:: Task prompt ::
Lines to return, exactly: from the line with "Identify the white robe" to the line with "Query: gold metal surface" in the entries below, both included.

:: Data section ::
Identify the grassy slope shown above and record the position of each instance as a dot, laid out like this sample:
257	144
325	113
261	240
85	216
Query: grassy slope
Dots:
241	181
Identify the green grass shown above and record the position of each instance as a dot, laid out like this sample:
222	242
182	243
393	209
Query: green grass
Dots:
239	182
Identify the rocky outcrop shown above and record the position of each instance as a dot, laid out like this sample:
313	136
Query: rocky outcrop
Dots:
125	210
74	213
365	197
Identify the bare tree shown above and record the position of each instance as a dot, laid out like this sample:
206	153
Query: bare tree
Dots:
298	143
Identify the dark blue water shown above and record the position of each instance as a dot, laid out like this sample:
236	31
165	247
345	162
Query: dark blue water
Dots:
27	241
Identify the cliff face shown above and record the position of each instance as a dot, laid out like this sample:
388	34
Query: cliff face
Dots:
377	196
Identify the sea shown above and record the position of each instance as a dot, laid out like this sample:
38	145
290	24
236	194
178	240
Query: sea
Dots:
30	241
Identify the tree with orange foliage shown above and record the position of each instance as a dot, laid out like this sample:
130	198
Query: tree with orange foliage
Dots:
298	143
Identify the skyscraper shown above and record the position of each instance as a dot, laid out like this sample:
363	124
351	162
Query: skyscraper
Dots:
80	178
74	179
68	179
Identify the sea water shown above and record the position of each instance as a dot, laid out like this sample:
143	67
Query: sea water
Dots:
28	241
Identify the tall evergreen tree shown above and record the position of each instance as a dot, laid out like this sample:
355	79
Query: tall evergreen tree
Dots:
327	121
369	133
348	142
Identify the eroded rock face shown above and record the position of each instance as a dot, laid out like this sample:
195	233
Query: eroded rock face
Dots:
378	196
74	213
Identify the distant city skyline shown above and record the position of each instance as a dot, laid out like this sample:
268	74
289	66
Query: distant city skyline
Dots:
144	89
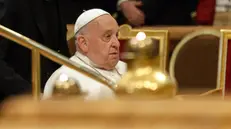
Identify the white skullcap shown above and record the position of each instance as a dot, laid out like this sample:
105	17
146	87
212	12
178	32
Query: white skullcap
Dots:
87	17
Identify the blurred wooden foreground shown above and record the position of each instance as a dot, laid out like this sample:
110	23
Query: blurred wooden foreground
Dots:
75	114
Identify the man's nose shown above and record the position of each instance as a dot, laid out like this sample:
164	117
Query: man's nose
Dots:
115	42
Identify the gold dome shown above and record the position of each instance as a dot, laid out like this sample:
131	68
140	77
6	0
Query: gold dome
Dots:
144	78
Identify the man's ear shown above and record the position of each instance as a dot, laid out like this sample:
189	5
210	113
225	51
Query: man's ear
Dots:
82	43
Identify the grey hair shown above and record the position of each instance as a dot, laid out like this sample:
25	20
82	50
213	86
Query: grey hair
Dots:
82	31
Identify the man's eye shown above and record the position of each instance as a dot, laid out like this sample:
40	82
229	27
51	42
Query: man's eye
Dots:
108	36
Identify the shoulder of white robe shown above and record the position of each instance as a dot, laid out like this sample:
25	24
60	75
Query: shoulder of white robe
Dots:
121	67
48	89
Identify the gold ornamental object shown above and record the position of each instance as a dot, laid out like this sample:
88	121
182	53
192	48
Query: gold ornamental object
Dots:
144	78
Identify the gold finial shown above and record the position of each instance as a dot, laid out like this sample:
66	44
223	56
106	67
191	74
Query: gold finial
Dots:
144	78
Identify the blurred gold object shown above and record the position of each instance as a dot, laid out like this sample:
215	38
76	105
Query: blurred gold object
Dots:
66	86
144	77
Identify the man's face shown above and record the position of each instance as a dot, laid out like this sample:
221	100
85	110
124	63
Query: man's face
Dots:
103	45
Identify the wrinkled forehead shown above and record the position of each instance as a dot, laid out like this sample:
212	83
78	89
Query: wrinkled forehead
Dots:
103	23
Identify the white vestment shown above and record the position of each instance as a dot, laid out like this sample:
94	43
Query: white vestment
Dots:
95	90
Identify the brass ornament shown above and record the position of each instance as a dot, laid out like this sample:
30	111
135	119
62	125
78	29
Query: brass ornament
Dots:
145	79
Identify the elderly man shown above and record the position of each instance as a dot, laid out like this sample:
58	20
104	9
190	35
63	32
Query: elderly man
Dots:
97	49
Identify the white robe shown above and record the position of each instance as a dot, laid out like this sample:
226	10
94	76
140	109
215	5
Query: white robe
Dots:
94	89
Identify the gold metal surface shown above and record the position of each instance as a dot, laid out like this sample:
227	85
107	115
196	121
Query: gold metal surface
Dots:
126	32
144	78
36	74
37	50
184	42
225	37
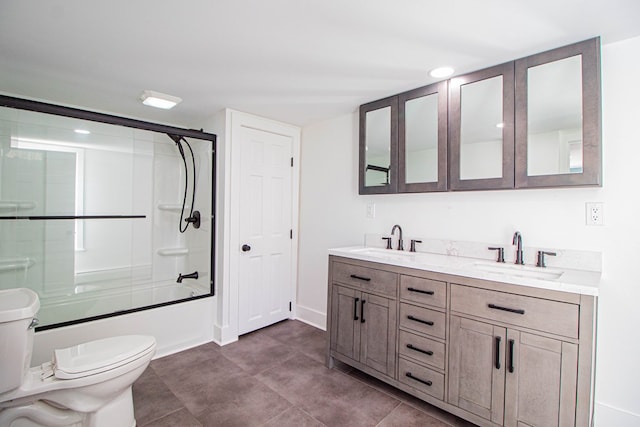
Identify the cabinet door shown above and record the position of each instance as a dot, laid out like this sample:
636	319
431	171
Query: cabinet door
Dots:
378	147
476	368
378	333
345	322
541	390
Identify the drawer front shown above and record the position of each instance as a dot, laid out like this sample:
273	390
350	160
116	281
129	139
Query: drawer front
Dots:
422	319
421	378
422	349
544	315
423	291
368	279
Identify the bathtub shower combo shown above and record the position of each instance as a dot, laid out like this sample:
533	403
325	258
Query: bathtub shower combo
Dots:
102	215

---

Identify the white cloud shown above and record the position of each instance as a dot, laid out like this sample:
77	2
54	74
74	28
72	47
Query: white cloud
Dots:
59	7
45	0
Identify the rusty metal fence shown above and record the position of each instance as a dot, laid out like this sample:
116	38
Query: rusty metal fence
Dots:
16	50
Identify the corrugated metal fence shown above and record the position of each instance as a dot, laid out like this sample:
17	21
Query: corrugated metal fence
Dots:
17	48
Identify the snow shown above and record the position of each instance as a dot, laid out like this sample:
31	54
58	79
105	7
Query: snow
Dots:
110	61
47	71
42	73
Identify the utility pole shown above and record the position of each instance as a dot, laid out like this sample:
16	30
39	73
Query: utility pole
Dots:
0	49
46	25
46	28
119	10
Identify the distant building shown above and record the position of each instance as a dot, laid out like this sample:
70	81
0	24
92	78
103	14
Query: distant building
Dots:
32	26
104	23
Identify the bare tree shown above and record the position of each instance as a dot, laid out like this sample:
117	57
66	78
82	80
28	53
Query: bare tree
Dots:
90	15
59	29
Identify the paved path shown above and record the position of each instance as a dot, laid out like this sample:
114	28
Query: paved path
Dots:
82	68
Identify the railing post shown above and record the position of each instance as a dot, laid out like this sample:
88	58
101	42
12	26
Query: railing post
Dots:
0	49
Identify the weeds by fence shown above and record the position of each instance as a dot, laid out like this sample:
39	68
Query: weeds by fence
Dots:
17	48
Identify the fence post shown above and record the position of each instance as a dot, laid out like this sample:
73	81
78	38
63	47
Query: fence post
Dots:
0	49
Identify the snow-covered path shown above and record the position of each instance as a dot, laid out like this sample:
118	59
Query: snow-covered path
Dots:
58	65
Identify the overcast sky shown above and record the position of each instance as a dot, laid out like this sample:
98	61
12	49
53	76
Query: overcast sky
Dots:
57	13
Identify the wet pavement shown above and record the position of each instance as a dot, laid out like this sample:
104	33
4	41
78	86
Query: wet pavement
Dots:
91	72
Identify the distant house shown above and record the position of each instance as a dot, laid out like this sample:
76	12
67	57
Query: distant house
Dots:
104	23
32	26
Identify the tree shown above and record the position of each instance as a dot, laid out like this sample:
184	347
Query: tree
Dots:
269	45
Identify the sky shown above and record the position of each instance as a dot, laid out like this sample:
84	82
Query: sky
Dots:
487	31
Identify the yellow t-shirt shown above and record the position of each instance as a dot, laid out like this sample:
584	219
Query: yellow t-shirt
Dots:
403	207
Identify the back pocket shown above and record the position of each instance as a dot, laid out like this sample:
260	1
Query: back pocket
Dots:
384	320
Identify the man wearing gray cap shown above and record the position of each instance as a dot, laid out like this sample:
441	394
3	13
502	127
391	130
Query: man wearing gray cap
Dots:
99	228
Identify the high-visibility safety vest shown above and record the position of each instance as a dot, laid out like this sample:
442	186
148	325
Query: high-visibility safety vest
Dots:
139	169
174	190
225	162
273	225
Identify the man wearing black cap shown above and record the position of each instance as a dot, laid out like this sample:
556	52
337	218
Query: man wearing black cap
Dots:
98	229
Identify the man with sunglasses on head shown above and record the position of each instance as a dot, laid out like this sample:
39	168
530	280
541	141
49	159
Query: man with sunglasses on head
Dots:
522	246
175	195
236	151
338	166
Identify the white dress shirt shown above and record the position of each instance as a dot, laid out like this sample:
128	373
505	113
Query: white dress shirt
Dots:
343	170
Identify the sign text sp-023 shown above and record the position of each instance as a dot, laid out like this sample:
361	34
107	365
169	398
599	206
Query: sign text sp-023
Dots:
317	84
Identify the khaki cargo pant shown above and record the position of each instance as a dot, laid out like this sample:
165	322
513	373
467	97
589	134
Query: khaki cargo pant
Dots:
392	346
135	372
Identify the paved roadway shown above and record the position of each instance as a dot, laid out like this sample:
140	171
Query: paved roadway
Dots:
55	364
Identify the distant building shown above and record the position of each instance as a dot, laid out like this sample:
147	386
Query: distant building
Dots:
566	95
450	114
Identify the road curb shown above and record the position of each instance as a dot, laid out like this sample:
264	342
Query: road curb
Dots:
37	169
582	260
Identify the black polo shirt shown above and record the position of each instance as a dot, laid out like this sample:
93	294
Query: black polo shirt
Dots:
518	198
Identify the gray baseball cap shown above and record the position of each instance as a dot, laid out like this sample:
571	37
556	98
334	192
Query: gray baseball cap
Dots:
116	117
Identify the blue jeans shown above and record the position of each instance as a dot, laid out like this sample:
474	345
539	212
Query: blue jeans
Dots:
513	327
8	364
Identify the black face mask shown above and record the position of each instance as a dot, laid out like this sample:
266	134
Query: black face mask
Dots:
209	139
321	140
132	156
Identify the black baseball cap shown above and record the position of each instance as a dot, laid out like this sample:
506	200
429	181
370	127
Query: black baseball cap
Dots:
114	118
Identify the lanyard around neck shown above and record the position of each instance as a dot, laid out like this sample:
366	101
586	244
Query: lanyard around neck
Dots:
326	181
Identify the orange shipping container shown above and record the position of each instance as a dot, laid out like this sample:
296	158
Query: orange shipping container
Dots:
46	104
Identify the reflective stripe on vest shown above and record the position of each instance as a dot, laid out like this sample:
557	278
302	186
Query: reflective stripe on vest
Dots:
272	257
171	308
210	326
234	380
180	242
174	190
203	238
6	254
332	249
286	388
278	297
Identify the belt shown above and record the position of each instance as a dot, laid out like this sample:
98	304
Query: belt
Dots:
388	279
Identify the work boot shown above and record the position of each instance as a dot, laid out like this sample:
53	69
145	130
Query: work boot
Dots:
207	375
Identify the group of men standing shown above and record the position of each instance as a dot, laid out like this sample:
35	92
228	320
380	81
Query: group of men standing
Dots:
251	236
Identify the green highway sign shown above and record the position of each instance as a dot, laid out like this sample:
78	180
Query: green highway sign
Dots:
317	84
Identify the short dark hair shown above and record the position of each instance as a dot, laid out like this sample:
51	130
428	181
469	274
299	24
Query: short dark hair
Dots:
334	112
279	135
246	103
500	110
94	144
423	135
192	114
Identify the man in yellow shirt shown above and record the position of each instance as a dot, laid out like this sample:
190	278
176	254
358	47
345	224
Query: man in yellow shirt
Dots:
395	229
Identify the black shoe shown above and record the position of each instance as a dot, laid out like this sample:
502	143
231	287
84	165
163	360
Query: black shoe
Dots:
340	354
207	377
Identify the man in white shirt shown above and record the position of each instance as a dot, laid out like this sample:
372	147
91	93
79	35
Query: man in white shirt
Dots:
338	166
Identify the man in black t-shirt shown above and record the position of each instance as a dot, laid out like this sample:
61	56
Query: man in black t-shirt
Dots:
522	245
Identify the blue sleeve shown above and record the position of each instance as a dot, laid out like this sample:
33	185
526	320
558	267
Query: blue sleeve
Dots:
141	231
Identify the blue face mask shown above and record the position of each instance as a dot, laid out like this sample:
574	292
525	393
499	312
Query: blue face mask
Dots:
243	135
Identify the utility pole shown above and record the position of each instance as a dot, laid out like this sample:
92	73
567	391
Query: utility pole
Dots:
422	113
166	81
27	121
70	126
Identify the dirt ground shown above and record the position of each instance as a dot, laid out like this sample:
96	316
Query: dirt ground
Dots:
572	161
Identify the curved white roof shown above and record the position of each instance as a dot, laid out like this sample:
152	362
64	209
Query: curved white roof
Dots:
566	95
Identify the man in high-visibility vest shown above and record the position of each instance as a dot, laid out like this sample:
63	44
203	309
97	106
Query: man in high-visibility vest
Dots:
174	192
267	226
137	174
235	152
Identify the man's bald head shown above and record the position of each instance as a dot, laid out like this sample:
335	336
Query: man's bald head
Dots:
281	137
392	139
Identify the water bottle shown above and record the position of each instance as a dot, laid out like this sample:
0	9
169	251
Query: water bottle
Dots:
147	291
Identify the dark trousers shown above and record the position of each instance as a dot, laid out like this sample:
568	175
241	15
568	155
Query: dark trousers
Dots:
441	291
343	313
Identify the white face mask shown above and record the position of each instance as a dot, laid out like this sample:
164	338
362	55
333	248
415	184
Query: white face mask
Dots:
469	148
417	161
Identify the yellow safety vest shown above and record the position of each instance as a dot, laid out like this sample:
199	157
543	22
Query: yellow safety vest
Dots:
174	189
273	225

...

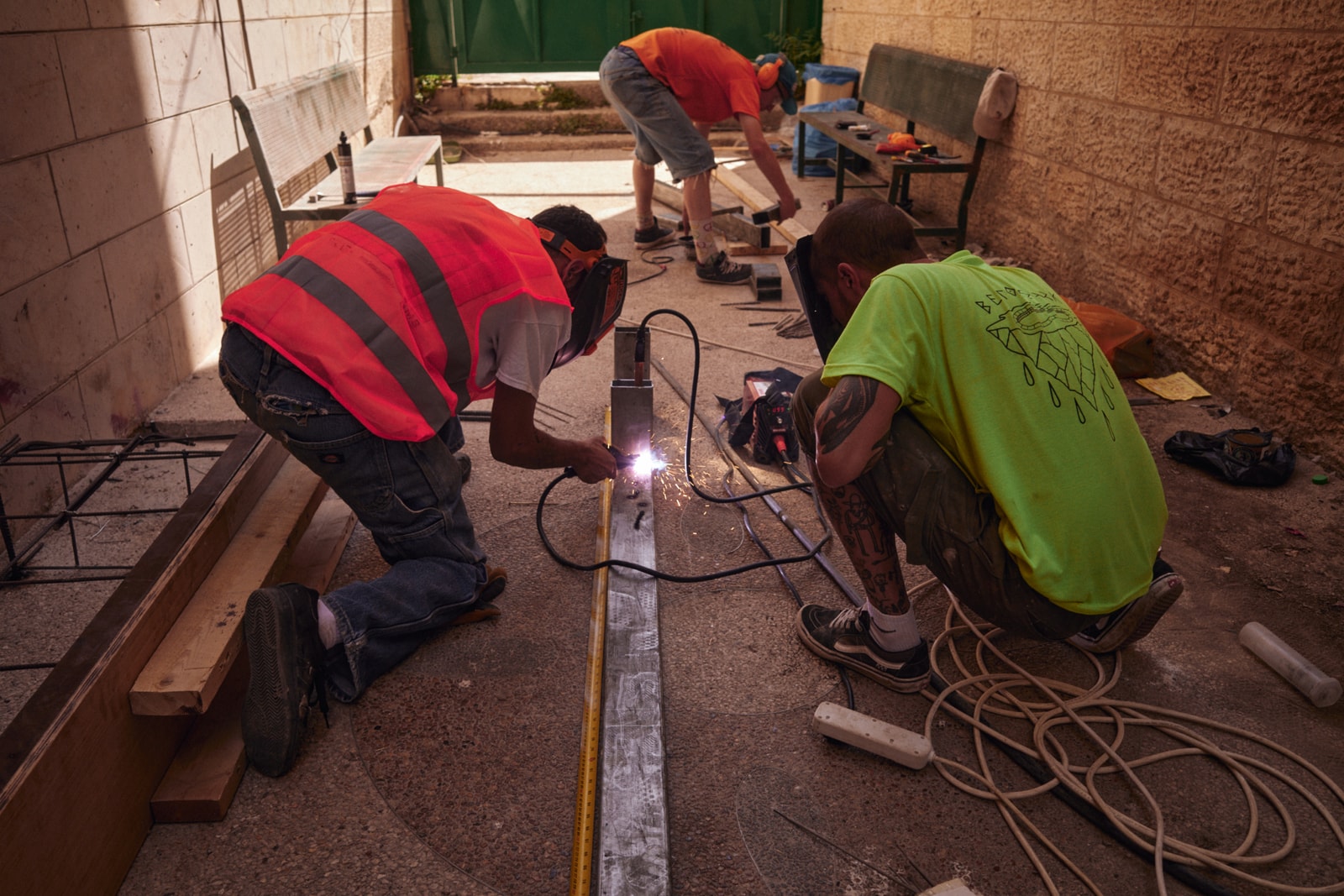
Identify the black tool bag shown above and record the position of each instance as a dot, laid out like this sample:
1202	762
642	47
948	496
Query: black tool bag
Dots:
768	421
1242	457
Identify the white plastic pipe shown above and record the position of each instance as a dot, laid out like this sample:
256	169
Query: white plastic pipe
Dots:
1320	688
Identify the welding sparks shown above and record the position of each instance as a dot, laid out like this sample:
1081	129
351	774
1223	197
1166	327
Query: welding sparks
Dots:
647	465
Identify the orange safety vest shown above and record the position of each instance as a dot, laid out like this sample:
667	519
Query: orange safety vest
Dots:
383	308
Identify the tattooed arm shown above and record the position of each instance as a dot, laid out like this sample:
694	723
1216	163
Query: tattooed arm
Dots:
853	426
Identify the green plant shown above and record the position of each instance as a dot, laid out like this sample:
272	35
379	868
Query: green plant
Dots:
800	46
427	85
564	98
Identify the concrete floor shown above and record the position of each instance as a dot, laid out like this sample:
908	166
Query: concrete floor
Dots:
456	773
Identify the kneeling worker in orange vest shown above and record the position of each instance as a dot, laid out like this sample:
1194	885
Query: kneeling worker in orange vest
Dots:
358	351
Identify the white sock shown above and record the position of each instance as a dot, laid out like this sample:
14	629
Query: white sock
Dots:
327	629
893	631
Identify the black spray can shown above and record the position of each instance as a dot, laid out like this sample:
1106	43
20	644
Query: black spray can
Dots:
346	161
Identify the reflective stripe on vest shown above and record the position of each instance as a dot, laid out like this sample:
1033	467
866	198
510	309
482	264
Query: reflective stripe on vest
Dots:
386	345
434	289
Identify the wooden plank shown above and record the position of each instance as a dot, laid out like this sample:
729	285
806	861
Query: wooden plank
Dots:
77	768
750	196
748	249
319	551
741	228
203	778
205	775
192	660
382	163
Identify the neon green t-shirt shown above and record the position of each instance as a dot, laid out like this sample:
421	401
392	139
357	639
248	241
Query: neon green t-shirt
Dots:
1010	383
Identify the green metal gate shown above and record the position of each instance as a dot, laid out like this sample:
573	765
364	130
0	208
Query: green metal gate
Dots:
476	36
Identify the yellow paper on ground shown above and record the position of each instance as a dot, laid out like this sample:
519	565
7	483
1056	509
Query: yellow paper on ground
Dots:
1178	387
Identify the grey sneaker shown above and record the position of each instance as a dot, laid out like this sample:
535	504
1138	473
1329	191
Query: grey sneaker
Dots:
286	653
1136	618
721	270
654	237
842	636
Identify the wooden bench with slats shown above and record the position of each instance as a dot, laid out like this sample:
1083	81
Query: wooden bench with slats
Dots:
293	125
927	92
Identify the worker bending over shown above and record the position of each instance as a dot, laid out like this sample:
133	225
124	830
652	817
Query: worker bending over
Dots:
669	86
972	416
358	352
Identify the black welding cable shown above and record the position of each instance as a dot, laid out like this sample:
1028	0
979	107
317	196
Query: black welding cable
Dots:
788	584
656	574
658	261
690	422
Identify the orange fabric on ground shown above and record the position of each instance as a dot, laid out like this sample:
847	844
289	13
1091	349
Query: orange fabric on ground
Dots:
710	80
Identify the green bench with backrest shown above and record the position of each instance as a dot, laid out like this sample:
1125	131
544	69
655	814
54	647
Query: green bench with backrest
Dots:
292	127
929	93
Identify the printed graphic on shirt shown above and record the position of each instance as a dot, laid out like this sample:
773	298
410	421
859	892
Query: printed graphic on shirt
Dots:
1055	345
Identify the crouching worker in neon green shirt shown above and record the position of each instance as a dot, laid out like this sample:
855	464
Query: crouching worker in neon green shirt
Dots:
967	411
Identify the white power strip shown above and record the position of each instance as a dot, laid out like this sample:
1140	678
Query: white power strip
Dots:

:: Answer for this exercise ::
Identify the white robe shown above and record the position of each instance as a dot, laid out like this sample:
226	10
94	76
140	109
215	5
Query: white robe
Dots:
94	89
Identify the gold metal surface shown above and record the position of each instance as a dot, laid out like this sample:
227	85
107	115
196	121
Query: gold metal surface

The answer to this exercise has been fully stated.